#### [Exercise goal]
Copy out each line below exactly as written.

============================================================

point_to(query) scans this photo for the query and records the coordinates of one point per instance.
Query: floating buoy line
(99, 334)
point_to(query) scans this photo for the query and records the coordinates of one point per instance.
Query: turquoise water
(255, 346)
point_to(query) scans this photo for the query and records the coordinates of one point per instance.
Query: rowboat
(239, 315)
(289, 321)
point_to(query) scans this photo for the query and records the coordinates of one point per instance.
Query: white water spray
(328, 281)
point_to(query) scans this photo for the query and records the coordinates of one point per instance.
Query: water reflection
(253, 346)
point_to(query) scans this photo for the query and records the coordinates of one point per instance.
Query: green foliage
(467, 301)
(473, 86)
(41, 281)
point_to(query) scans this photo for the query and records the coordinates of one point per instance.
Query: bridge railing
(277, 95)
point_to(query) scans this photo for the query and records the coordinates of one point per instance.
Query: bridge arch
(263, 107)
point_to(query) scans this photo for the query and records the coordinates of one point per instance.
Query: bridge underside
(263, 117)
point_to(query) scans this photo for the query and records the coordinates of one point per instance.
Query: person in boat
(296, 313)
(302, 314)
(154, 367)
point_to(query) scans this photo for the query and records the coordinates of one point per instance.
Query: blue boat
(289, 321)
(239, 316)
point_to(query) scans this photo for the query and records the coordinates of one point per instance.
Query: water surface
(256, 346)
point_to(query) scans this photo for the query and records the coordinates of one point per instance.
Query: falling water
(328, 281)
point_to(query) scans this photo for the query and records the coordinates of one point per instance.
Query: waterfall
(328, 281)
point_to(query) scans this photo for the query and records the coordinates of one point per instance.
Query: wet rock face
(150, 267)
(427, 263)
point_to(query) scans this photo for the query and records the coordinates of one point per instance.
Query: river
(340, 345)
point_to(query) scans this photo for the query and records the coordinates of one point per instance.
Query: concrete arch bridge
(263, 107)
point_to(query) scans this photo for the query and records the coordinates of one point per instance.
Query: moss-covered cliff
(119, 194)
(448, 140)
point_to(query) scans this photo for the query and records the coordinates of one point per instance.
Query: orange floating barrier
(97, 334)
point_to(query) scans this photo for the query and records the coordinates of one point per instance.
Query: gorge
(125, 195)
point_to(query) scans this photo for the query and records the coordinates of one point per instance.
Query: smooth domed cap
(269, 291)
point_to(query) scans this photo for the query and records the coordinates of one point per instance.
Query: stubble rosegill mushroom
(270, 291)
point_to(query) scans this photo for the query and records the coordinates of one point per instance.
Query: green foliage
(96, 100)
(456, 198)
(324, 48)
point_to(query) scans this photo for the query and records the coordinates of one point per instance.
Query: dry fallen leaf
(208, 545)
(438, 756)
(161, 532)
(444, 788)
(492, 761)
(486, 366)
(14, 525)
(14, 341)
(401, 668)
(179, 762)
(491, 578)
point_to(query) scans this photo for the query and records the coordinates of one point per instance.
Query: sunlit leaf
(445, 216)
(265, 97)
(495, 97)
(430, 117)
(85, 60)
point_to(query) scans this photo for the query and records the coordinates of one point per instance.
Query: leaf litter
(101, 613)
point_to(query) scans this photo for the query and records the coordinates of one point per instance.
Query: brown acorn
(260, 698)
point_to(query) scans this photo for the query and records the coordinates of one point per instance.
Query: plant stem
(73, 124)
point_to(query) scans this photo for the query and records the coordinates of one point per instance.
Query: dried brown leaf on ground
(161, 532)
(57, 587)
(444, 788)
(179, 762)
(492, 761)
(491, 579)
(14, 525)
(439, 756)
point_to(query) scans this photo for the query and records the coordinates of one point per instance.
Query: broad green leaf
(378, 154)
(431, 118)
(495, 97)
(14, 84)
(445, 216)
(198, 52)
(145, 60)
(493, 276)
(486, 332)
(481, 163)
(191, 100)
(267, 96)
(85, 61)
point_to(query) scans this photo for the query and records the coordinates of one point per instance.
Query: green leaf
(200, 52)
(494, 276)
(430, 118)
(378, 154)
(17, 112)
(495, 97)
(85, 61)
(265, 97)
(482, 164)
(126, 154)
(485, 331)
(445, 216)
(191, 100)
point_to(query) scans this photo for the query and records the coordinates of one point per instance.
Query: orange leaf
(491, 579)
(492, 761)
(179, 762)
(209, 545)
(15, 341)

============================================================

#### [Problem solution]
point_to(query) scans this photo for the query and records the coordinates of one point per instance.
Query: floating buoy line
(99, 334)
point_to(query) scans this photo for the query and records the coordinates of one point per instance.
Query: turquoise water
(255, 346)
point_to(query) scans this photo for the query and records the coordinates of one point per instance.
Query: rowboat
(239, 315)
(289, 321)
point_to(query) scans this photo for the query and records the coordinates of one point per instance.
Query: white water spray
(328, 281)
point_to(query) scans this photo for the query and records the coordinates of one point per instance.
Query: water reflection
(253, 346)
point_to(query) scans this photo for the query and records the coordinates of one point per instance.
Query: green foliage
(467, 301)
(473, 86)
(41, 281)
point_to(query) scans this photo for the query and records the coordinates of one point per instance.
Query: bridge railing
(277, 95)
point_to(query) scans this photo for the query and records the coordinates of one point per instance.
Query: bridge arch
(263, 107)
point_to(query) scans this photo for the query and records the coordinates of one point per instance.
Query: bridge underside
(263, 117)
point_to(query) scans this photo for the query and records the coordinates of one point per instance.
Query: person in boat
(296, 313)
(302, 314)
(154, 367)
point_to(query) scans this photo for the query and records the coordinates of one point per instance.
Query: blue boat
(289, 321)
(239, 316)
point_to(query) scans this photo for the query and records the coordinates of one point per instance.
Query: water surface
(256, 346)
point_to(query) scans this photo for the query and records the coordinates of one point per instance.
Query: falling water
(328, 281)
point_to(query) scans this photo for the query and records the coordinates of one point per instance.
Query: waterfall
(328, 281)
point_to(query) scans this photo for the query and records the coordinates of one point per instance.
Query: wet rock face
(150, 267)
(427, 263)
point_to(query) scans this photo for the query and records the coordinates of one point per instance.
Query: river
(340, 345)
point_to(query) scans this photo for the query and records the coordinates of one point per instance.
Query: concrete arch bridge
(263, 107)
point_to(query) scans this photo for the query and records the coordinates of one point per instance.
Query: moss-covered cliff
(119, 194)
(448, 140)
point_to(query) scans this photo for the query and records the coordinates of one point per instance.
Query: orange floating barrier
(97, 334)
point_to(query) scans this photo for the query and records the coordinates of one point per instance.
Query: gorge
(125, 195)
point_to(query) scans this photo for the query and records the coordinates of one point per instance.
Query: smooth domed cap
(269, 291)
point_to(query) scans this photo for the query and records the coordinates of one point per instance.
Query: stubble rosegill mushroom
(270, 291)
point_to(query) scans this photo for the query and records the coordinates of one point per instance.
Query: green foliage
(96, 100)
(456, 198)
(324, 48)
point_to(query) scans this photo for the query and records the coordinates of one point per instance.
Query: dry fallen leaf
(208, 545)
(438, 756)
(161, 532)
(444, 788)
(492, 761)
(486, 366)
(14, 525)
(14, 341)
(401, 668)
(179, 762)
(491, 578)
point_to(query) scans this photo for the query and records the coordinates of one point per instance.
Query: sunlit leaf
(445, 216)
(265, 97)
(495, 97)
(430, 117)
(85, 60)
point_to(query) scans this photo for the query and records the coordinates of one point per instance.
Query: leaf litter
(101, 613)
point_to(query) scans this photo for the query and records the coordinates of one point per instance.
Query: brown acorn
(260, 698)
point_to(query) scans this photo for the query and records the coordinates of one point per instance.
Query: plant stem
(73, 124)
point_to(query) scans this photo for the query and records the coordinates of one point per instance.
Query: dried brown leaf on ground
(161, 532)
(57, 587)
(444, 788)
(179, 762)
(492, 761)
(491, 579)
(14, 525)
(439, 756)
point_to(query) scans this photo for the query and records the coordinates of one point per instance.
Query: broad green leaf
(378, 154)
(431, 118)
(495, 97)
(14, 84)
(445, 216)
(198, 52)
(145, 60)
(493, 276)
(486, 332)
(481, 163)
(191, 100)
(267, 96)
(85, 61)
point_to(query) scans this photo for the query and records the coordinates of one point per instance.
Query: green leaf
(200, 52)
(494, 276)
(430, 118)
(378, 154)
(17, 112)
(495, 97)
(85, 61)
(265, 97)
(482, 164)
(126, 154)
(485, 331)
(445, 216)
(191, 100)
point_to(query) scans this photo for the query and records the coordinates of one point per instance.
Query: orange leaf
(491, 579)
(492, 761)
(179, 762)
(209, 545)
(15, 341)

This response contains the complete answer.